# [Teks yang dikaji]
Stories - 23 September 2022
Bukan Indonesia yang Pusing Subsidi Energi, Siapa Lagi?
Bukan cuma di Indonesia, masalah subsidi di sektor energi ternyata juga terjadi di banyak negara di dunia.
Context, JAKARTA - Bukan cuma di Indonesia, masalah subsidi di sektor energi ternyata juga terjadi di banyak negara di dunia. Di beberapa negara Eropa, pemerintahnya terpaksa harus memutar otak untuk memberikan dana talangan atau subsidi kepada perusahaan pemasok energi.
Permasalahan yang terjadi di seluruh dunia ini disebabkan oleh satu hal yang sama, yaitu perang Rusia-Ukraina. Deretan sanksi ekonomi, pemblokadean jalur ekspor energi, membuat pasokan energi menjadi tidak menentu. Khusus di Eropa, pembatasan pengiriman energi yang dilakukan Rusia membuat sebagian besar negara di benua biru tersebut mengalami krisis energi.

# [Kerjakan berikut ini]
1. Salin persis bagian artikel subsidi energi yang diawali kata-kata "Context, JAKARTA - Bukan" dan diakhiri "perusahaan pemasok energi.".
2. Teruskan artikel tentang subsidi energi di berbagai negara itu, mulai setelah kalimat terakhirnya.

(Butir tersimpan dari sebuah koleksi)
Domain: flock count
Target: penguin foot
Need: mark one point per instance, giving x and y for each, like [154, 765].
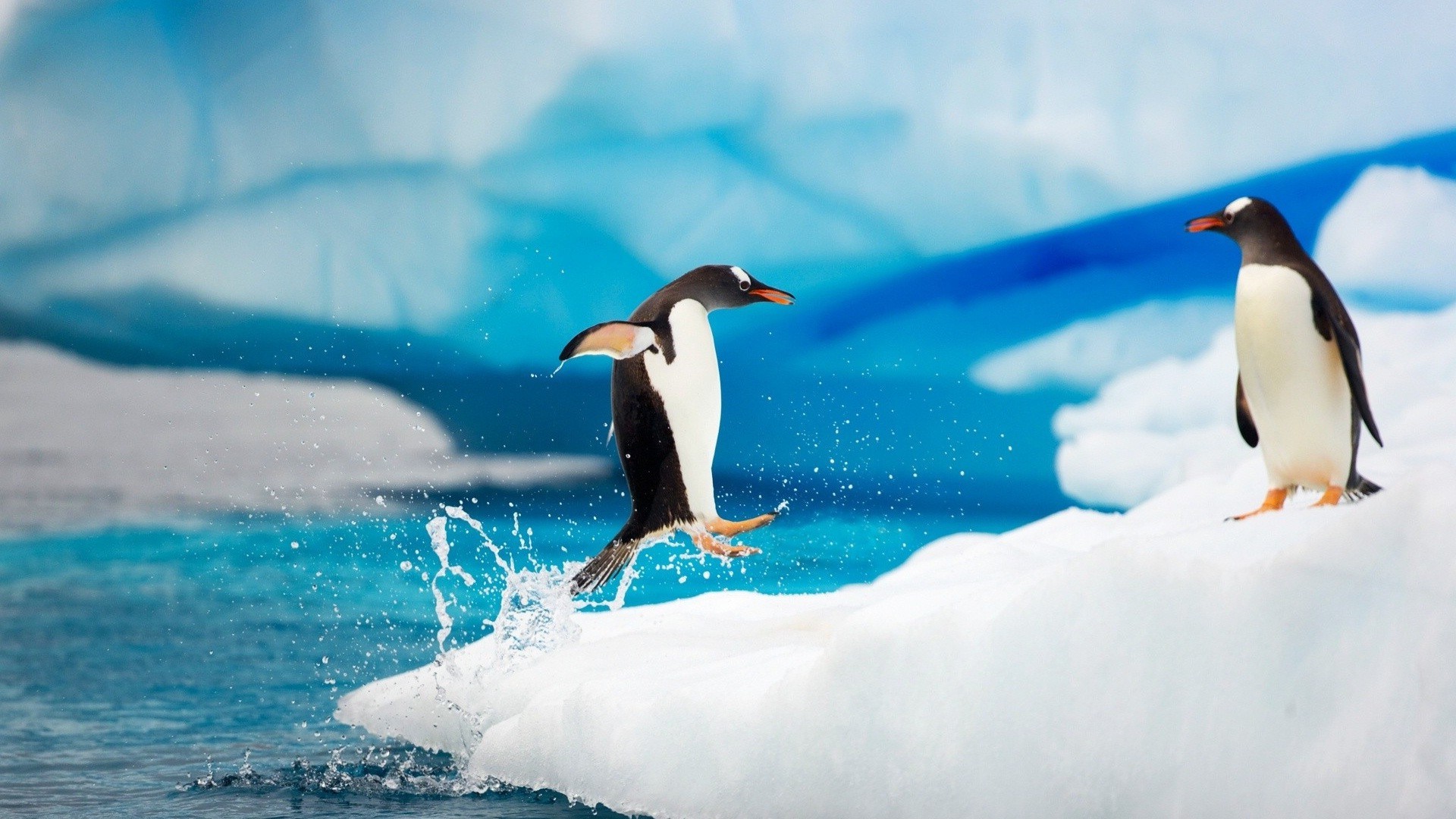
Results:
[1273, 502]
[715, 547]
[730, 528]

# [Hasil pengerjaan]
1.
Context, JAKARTA - Bukan cuma di Indonesia, masalah subsidi di sektor energi ternyata juga terjadi di banyak negara di dunia. Di beberapa negara Eropa, pemerintahnya terpaksa harus memutar otak untuk memberikan dana talangan atau subsidi kepada perusahaan pemasok energi.

2.
Berkurangnya pasokan energi, terutama gas alam, membuat perusahaan-perusahaan energi di Eropa sangat terbebani. Apalagi, menjelang musim dingin, kebutuhan akan gas alam sebagai salah satu unsur nyalanya listrik dan penghangat di Eropa akan terus melonjak.
Subsidi Energi di Eropa
Seperti contohnya di Jerman, pemerintahnya telah memutuskan bahwa mereka akan menyelamatkan perusahaan energi Uniper yang terancam karena melonjaknya harga energi. Dilansir DW, Kanselir Olaf Scholz mengatakan bahwa pemerintah Jerman akan mengambil 30 persen saham dari perusahaan energi.
Lanjutnya, pemerintah Jerman juga akan memberikan dana talangan atau bailout sebesar Rp113 triliun sebagai modal untuk memperluas jalur kredit. Selain itu, Scholz mengatakan Uniper akan diizinkan untuk menerapkan kenaikan biaya kepada pelanggannya meskipun memiliki kontrak harga tetap.
Sama seperti di Indonesia yang pemerintahnya memberikan Bantuan Langsung Tunai kepada keluarga yang terdampak kenaikan BBM, pemerintah Jerman juga berjanji akan memberikan bantuan kepada rumah tangga di Jerman yang terdampak kenaikan harga energi.
Selain Jerman, Inggris juga telah memutar otak untuk menyelamatkan perusahaan energi di negaranya. Perdana Menteri Inggris yang baru, Lizz Truss mengatakan bahwa Inggris akan memberikan dana talangan sebesar Rp2.217 triliun kepada perusahaan energi akibat bebannya bertambah naik tiga kali lipat.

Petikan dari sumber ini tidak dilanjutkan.